Do this: Repeat the listing below in full, exactly as it stands.

Data records:
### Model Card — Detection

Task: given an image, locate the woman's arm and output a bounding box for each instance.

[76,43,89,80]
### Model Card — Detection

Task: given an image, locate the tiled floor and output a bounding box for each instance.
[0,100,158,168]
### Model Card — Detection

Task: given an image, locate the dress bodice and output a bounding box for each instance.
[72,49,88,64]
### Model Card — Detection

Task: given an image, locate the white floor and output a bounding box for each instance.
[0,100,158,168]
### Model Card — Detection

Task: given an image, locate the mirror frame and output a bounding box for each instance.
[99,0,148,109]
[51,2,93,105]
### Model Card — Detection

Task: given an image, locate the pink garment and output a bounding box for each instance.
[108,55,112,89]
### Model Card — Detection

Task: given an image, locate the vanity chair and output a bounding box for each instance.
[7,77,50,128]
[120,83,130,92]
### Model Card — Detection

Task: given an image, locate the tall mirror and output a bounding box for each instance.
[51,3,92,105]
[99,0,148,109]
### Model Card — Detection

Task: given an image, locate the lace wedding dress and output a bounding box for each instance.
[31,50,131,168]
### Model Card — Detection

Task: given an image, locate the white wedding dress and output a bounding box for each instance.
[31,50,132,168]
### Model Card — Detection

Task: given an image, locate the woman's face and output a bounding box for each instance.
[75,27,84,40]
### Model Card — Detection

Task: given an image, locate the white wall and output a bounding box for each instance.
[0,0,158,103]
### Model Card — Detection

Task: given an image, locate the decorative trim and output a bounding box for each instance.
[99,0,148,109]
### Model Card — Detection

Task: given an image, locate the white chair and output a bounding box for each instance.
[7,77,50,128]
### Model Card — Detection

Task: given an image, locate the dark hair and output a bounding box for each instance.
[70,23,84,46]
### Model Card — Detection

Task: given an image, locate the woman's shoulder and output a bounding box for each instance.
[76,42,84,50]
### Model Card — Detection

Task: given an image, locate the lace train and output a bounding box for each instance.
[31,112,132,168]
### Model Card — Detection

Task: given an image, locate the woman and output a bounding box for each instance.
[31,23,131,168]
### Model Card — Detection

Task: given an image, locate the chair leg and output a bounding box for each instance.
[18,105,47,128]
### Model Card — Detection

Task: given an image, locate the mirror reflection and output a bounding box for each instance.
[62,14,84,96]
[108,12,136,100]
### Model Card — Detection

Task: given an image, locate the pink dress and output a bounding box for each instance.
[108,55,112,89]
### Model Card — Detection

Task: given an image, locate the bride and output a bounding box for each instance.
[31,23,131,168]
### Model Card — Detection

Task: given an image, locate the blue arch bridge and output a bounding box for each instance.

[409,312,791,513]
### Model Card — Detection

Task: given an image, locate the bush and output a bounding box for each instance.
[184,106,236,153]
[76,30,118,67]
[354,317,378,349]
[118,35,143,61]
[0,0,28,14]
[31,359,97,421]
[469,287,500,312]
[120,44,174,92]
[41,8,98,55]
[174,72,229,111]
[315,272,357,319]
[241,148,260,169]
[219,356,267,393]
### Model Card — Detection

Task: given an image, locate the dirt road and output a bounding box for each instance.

Final answer:
### Model Card — Detection

Task: given an image, locate the woman's arm and output a bounding box for each instance.

[76,43,89,80]
### Model Card — Detection

Task: given an image, locate the tiled floor and output a bounding box for each instance.
[0,100,158,168]
### Model Card — Detection

Task: given an image, locate the dress bodice and output a bounding box for each instance.
[72,49,88,64]
### Model Card — Detection

Task: given an image, locate the white floor and output a bounding box for each instance.
[0,100,158,168]
### Model Card — Detection

Task: given an image, locate the mirror frame and output a bounding box for each instance.
[99,0,148,109]
[51,2,93,105]
### Model Card — Detection

Task: given an image, locate the pink garment and output a bounding box for each instance.
[108,55,112,89]
### Model Card — Detection

Task: given an image, locate the vanity chair and output a bounding box for each instance.
[7,77,50,128]
[120,83,130,92]
### Model Card — Detection

Task: given an image, locate the tall mirror and output a bounding box for each instance.
[51,3,92,105]
[99,0,148,109]
### Model Card — Detection

Task: given an image, locate the lace wedding dress and output a bounding box for each instance.
[31,50,131,168]
### Model Card — Detection

Task: given an image, locate the white wedding dress and output a bounding box for each instance.
[31,50,132,168]
### Model Card — Detection

Task: given an image, locate the woman's face and output a bounding box for each instance.
[75,27,84,40]
### Model Card — Detection

Task: given an image, locate the white wall and output a bounding box for each instance.
[0,0,158,103]
### Model Card — Detection

Task: given an image, locate the decorative trim and output a bounding box for each instance.
[99,0,148,109]
### Model Card — Detection

Task: given an image, locate the white chair and output a bounding box for each instance.
[7,77,50,128]
### Model Card — Detection

Task: given an image, locate the dark hair and output a bounding box for each instance.
[70,23,84,46]
### Model Card — Detection

Task: given an image, locate the woman's shoulder and output a bounding box for each instance.
[76,42,84,50]
### Model Card — Detection

Task: given an image, locate the lace train and output a bounding box for each instance.
[31,112,132,168]
### Model Card — Detection

Task: given an image, locate the woman and output a bounding box for each instance.
[31,23,131,168]
### Model Card — Detection

Task: given an image, locate the chair leg and output a bounding box for each instance.
[18,105,47,128]
### Model Card — Detection

Task: given an image, locate the mirror reflection and output a bounding box for each instance.
[62,14,84,96]
[108,12,136,100]
### Model Card — Detection

Task: given an image, locate the pink dress and output a bounding box for each instance.
[108,55,112,89]
### Model Card — Detection

Task: given an image, locate the bride and output a bounding box for each instance.
[31,23,131,168]
### Model Card — Detection

Task: given an image, locate the blue arch bridge and output a bounding box for each instance.

[409,312,791,513]
### Model Card — Detection

Task: given an image, locate the bush and output a bounding box for each instance.
[184,106,236,153]
[76,30,118,67]
[354,317,378,349]
[118,35,143,61]
[0,0,28,14]
[31,359,97,421]
[469,287,500,312]
[120,44,174,92]
[41,8,98,55]
[174,72,229,111]
[315,272,357,319]
[241,148,260,169]
[219,356,267,393]
### Model Card — Detection

Task: given an image, locate the dirt road and output a bounding box for each instance.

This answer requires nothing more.